# Roamio Plus and Time Warner Cable



## i_luke (Sep 1, 2013)

Several days ago I bought a Roamio Plus. I upgraded from the Premier XL model. Once I got my new Roamio, I took the Cable Card out of Premier and used it. I had to call TWC and pair it. My HD channels, HBO, Cinemax, etc are working great. As for my basic cable and basic extended channels (channels 2-75), only one channel will show a picture. The rest say either "Channel not available. Contact your cable provider for more..." or "The TiVo box is unable to tune the channel.

I've called TiVo and TWC. During the first call, Tivo told me that it was because those were analog channels. TWC said that the signal is digital and not analog. They are sending a technician out mid-week. I've talked to TiVo and TWC several times today. TWC seems to not have a clue on what to do.

Do you guys have any suggestions as to what is going on?

Thanks


----------



## dana278 (Aug 31, 2013)

i_luke said:


> Several days ago I bought a Roamio Plus. I upgraded from the Premier XL model. Once I got my new Roamio, I took the Cable Card out of Premier and used it. I had to call TWC and pair it. My HD channels, HBO, Cinemax, etc are working great. As for my basic cable and basic extended channels (channels 2-75), only one channel will show a picture. The rest say either "Channel not available. Contact your cable provider for more..." or "The TiVo box is unable to tune the channel.
> 
> I've called TiVo and TWC. During the first call, Tivo told me that it was because those were analog channels. TWC said that the signal is digital and not analog. They are sending a technician out mid-week. I've talked to TiVo and TWC several times today. TWC seems to not have a clue on what to do.
> 
> ...


I made a post just like this earlier today. TiVo chat told me the same thing about the analog channels. Prior to buying the TiVo I knew it was "digital cable only" but I guess I just assumed that meant you had to have a cable card with digital service. I never really considered that it meant losing basic channels.

- INFORMATION SUPPLIED
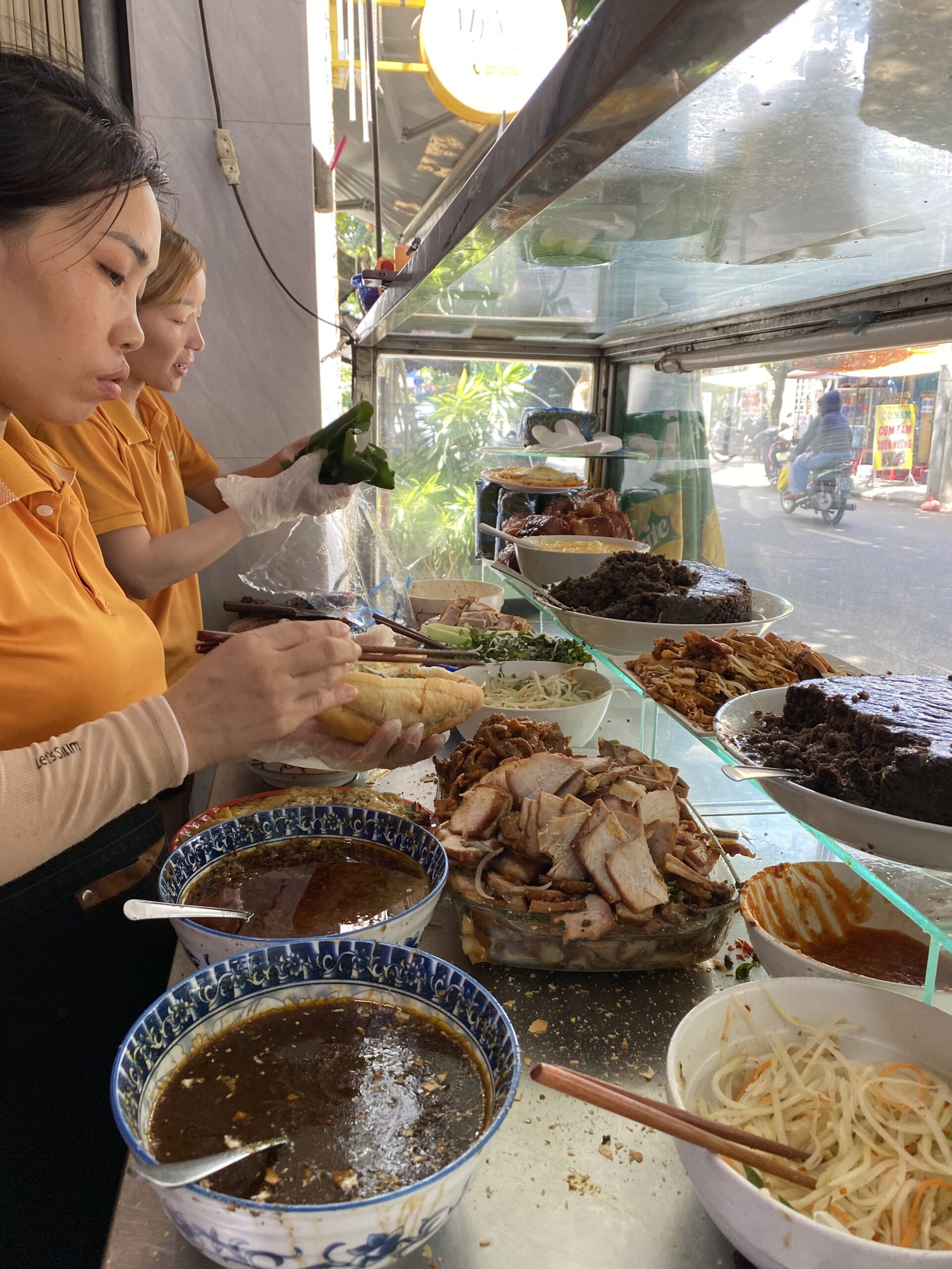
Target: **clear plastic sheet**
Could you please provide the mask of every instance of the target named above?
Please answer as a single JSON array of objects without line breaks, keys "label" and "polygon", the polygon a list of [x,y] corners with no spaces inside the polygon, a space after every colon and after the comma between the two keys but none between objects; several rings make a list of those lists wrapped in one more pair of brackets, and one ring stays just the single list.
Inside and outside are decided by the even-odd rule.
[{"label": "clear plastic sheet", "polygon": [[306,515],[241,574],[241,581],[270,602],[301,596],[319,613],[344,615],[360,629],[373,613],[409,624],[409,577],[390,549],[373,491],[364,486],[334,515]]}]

==

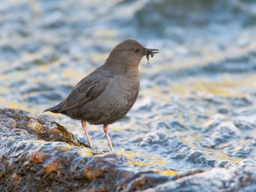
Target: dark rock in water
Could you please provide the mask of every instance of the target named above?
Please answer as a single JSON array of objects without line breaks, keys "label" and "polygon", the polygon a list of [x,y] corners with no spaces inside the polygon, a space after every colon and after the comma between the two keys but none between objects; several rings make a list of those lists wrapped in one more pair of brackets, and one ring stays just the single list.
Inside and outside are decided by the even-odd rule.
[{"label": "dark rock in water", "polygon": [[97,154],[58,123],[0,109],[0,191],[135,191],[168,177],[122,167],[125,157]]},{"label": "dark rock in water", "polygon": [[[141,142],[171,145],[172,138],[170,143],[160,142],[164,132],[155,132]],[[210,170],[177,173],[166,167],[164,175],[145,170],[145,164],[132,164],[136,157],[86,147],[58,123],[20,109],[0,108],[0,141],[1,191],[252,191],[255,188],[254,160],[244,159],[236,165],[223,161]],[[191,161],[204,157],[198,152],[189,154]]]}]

- INSTRUCTIONS
1. Translate this sentence from the Roamio Plus thread into Spanish: "I upgraded from the Premier XL model."
2. Reproduce word for word the part of the Roamio Plus thread starting at "# Roamio Plus" and ending at "is going on?".
3. Pick up the forum thread on the Roamio Plus and Time Warner Cable after its last sentence and write what comes next.
The material is separate from the forum thread about the Roamio Plus.

- ANSWERS TO THE TASKS
1. Actualicé desde el modelo Premier XL.

2.
# Roamio Plus and Time Warner Cable



## i_luke (Sep 1, 2013)

Several days ago I bought a Roamio Plus. I upgraded from the Premier XL model. Once I got my new Roamio, I took the Cable Card out of Premier and used it. I had to call TWC and pair it. My HD channels, HBO, Cinemax, etc are working great. As for my basic cable and basic extended channels (channels 2-75), only one channel will show a picture. The rest say either "Channel not available. Contact your cable provider for more..." or "The TiVo box is unable to tune the channel.

I've called TiVo and TWC. During the first call, Tivo told me that it was because those were analog channels. TWC said that the signal is digital and not analog. They are sending a technician out mid-week. I've talked to TiVo and TWC several times today. TWC seems to not have a clue on what to do.

Do you guys have any suggestions as to what is going on?

3.
I just accepted TiVo's reason, and I assumed my channels are still analog because my cable company is small and probably behind the times. But if Time Warner is telling you all signals are digital and you still aren't getting them then I'd be interested in hearing how this turns out for you. My cable company really has no idea how TiVos work so I don't want to deal with the headache of calling them and trying to explain this if the units themselves are the problem.

Good luck!


----------



## dana278 (Aug 31, 2013)

Oh and just out of curiosity, what is the one channel you are able to receive?


----------



## i_luke (Sep 1, 2013)

dana278 said:


> Oh and just out of curiosity, what is the one channel you are able to receive?


Fox Sports Live is the only channel that will come in. I am curious to see what TWC says. In the past, I have found they know very little when dealing with TiVo. I usually get more useful info from TiVo. I guess I will find out Wednesday when they come to try and fix it.


----------



## bodosom (Apr 28, 2002)

i_luke said:


> As for my basic cable and basic extended channels (channels 2-75), only one channel will show a picture. The rest say either "Channel not available. Contact your cable provider for more..." or "The TiVo box is unable to tune the channel.


You could try removing the cablecard and attaching your cable directly to your TiVo. I can tune the clear qam signals like this. In my area it's about 20 channels, all below 70. If you can tune them without the card then you have a cablecard or tuning adapter issue.

Your channel lineup will also suggest if the "analog" channels are rebroadcast in "digital". You'll see the same station on multiple channels for the various plans.

It helps to specify the service area since Time Warner is a collection of acquired cable companies with legacy issues. The TW area at DSL/Broadband Reports is populated with some very experienced people.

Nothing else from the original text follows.